Copy out the rows below, changing each "rough mask" to "coarse mask" and leaving everything else unchanged.

### DATA TO USE:

+++

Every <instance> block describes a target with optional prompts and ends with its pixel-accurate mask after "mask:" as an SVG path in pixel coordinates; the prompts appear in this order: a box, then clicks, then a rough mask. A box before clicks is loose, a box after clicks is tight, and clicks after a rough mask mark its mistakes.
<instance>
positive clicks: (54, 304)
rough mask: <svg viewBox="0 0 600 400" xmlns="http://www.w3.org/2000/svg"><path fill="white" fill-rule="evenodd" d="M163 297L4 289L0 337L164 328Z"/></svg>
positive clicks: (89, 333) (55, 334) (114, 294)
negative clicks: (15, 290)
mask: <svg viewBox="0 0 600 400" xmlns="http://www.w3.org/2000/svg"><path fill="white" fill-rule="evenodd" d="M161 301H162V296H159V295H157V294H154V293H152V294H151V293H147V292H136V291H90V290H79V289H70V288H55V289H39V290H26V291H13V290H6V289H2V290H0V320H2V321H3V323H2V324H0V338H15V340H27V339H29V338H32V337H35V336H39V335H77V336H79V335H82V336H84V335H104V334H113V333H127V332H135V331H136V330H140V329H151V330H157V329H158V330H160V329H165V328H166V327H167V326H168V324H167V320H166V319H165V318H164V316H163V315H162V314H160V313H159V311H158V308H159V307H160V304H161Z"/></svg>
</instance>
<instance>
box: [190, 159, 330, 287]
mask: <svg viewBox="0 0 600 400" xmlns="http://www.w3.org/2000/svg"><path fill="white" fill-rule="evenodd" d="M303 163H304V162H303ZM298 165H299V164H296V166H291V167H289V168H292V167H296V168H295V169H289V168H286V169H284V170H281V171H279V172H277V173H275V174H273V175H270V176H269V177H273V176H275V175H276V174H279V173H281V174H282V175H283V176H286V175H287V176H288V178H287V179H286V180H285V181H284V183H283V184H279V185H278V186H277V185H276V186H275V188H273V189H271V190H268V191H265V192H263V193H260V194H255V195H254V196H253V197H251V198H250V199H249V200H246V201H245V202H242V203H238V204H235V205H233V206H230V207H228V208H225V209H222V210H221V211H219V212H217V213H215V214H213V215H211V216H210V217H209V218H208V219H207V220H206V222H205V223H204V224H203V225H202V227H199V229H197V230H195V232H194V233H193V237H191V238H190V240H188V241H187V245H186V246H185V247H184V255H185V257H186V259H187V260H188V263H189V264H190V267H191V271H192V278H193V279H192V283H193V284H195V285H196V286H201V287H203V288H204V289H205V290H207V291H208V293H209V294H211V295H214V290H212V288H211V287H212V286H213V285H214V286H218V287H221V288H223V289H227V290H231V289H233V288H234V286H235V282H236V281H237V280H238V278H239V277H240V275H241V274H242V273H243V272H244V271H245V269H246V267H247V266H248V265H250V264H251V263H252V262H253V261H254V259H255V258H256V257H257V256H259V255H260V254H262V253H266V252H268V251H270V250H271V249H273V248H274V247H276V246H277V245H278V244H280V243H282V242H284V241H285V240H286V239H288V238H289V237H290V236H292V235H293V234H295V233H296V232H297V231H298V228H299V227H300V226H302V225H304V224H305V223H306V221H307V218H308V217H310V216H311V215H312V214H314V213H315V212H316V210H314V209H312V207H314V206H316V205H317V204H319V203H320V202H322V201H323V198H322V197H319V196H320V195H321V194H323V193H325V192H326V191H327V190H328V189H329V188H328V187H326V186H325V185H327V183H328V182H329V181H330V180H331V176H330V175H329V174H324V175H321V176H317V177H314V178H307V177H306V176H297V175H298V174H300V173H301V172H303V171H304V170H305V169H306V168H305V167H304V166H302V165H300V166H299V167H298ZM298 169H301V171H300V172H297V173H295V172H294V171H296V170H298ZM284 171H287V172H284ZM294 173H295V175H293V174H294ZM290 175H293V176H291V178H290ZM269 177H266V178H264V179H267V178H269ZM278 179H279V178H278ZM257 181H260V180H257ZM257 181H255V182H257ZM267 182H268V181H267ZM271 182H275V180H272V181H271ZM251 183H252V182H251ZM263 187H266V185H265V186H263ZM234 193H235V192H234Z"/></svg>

+++

### TASK RESULT:
Every <instance> block describes a target with optional prompts and ends with its pixel-accurate mask after "mask:" as an SVG path in pixel coordinates; the prompts appear in this order: a box, then clicks, then a coarse mask. A box before clicks is loose, a box after clicks is tight, and clicks after a coarse mask mark its mistakes.
<instance>
positive clicks: (54, 304)
coarse mask: <svg viewBox="0 0 600 400" xmlns="http://www.w3.org/2000/svg"><path fill="white" fill-rule="evenodd" d="M163 297L4 289L0 337L164 328Z"/></svg>
positive clicks: (89, 333) (55, 334) (114, 294)
negative clicks: (15, 290)
mask: <svg viewBox="0 0 600 400" xmlns="http://www.w3.org/2000/svg"><path fill="white" fill-rule="evenodd" d="M161 301H162V296H159V295H157V294H154V293H152V294H151V293H147V292H136V291H90V290H79V289H70V288H55V289H39V290H26V291H13V290H6V289H2V290H0V320H2V321H3V323H2V324H0V338H15V340H27V339H29V338H32V337H35V336H39V335H77V336H79V335H82V336H84V335H104V334H113V333H127V332H135V331H136V330H140V329H151V330H157V329H158V330H160V329H165V328H166V327H167V326H168V324H167V320H166V319H165V318H164V316H163V315H162V314H160V313H159V311H158V308H159V307H160V304H161Z"/></svg>
</instance>
<instance>
box: [190, 159, 330, 287]
mask: <svg viewBox="0 0 600 400" xmlns="http://www.w3.org/2000/svg"><path fill="white" fill-rule="evenodd" d="M303 163H304V162H303ZM298 165H299V164H296V166H291V167H289V168H292V167H296V168H295V169H289V168H286V169H284V170H281V171H279V172H277V173H275V174H273V175H270V176H269V177H273V176H275V175H276V174H279V173H281V174H282V175H283V176H286V175H287V176H288V178H287V179H286V180H285V181H284V183H283V184H279V185H278V186H277V185H276V186H275V188H273V189H271V190H268V191H265V192H263V193H260V194H255V195H254V196H253V197H251V198H250V199H249V200H246V201H245V202H242V203H238V204H235V205H233V206H230V207H228V208H225V209H222V210H221V211H219V212H217V213H215V214H213V215H211V216H210V217H209V218H208V219H207V220H206V222H205V223H204V224H203V225H202V227H199V229H197V230H195V232H194V233H193V237H191V238H190V240H188V241H187V245H186V246H185V247H184V255H185V257H186V259H187V260H188V263H189V264H190V267H191V271H192V278H193V279H192V283H193V284H195V285H196V286H201V287H203V288H204V289H205V290H207V291H208V293H209V294H211V295H214V290H212V288H211V287H212V286H213V285H214V286H218V287H221V288H223V289H227V290H231V289H233V288H234V286H235V282H236V281H237V280H238V278H239V277H240V275H241V274H242V273H243V272H244V271H245V269H246V267H247V266H248V265H250V264H251V263H252V262H253V261H254V259H255V258H256V257H257V256H259V255H260V254H262V253H266V252H268V251H270V250H271V249H273V248H274V247H276V246H277V245H278V244H280V243H282V242H284V241H285V240H286V239H288V238H289V237H290V236H292V235H293V234H295V233H296V232H297V231H298V228H299V227H300V226H302V225H304V224H305V223H306V221H307V218H308V217H310V216H311V215H312V214H314V213H315V212H316V210H314V209H312V207H314V206H316V205H317V204H319V203H320V202H322V201H323V198H322V197H319V196H320V195H321V194H323V193H325V192H326V191H327V190H328V189H329V188H328V187H326V186H325V185H327V183H328V182H329V181H330V180H331V176H330V175H329V174H324V175H321V176H317V177H314V178H307V177H306V176H297V175H298V174H300V173H301V172H303V171H304V170H305V169H306V168H305V167H304V166H302V165H300V166H299V167H298ZM298 169H301V171H300V172H297V173H295V172H294V171H296V170H298ZM284 171H287V172H284ZM294 173H295V175H293V174H294ZM290 175H293V176H291V178H290ZM269 177H266V178H264V179H267V178H269ZM278 179H279V178H278ZM257 181H260V180H257ZM257 181H255V182H257ZM267 182H268V181H267ZM271 182H275V180H272V181H271ZM251 183H252V182H251ZM263 187H266V185H265V186H263ZM234 193H235V192H234Z"/></svg>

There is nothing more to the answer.